Object pointing dataset rows
────

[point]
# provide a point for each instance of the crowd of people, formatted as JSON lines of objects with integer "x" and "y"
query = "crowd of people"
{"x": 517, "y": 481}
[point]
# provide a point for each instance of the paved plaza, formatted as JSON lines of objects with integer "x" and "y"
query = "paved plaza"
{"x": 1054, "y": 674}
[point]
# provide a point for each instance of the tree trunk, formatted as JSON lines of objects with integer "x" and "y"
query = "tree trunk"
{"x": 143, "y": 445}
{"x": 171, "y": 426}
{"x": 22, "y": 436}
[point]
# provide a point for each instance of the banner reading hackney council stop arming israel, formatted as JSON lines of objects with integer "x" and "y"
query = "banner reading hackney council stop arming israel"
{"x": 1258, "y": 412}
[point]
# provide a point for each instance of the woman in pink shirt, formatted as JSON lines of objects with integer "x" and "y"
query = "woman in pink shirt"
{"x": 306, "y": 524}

────

EXERCISE REQUIREMENTS
Pick out every line of the items above that contains the word "paved", matching case exactly.

FINISHED ANSWER
# provide a point for each instance of the paved plaza, formatted as JSON lines of objects with integer "x" and "y"
query = "paved plaza"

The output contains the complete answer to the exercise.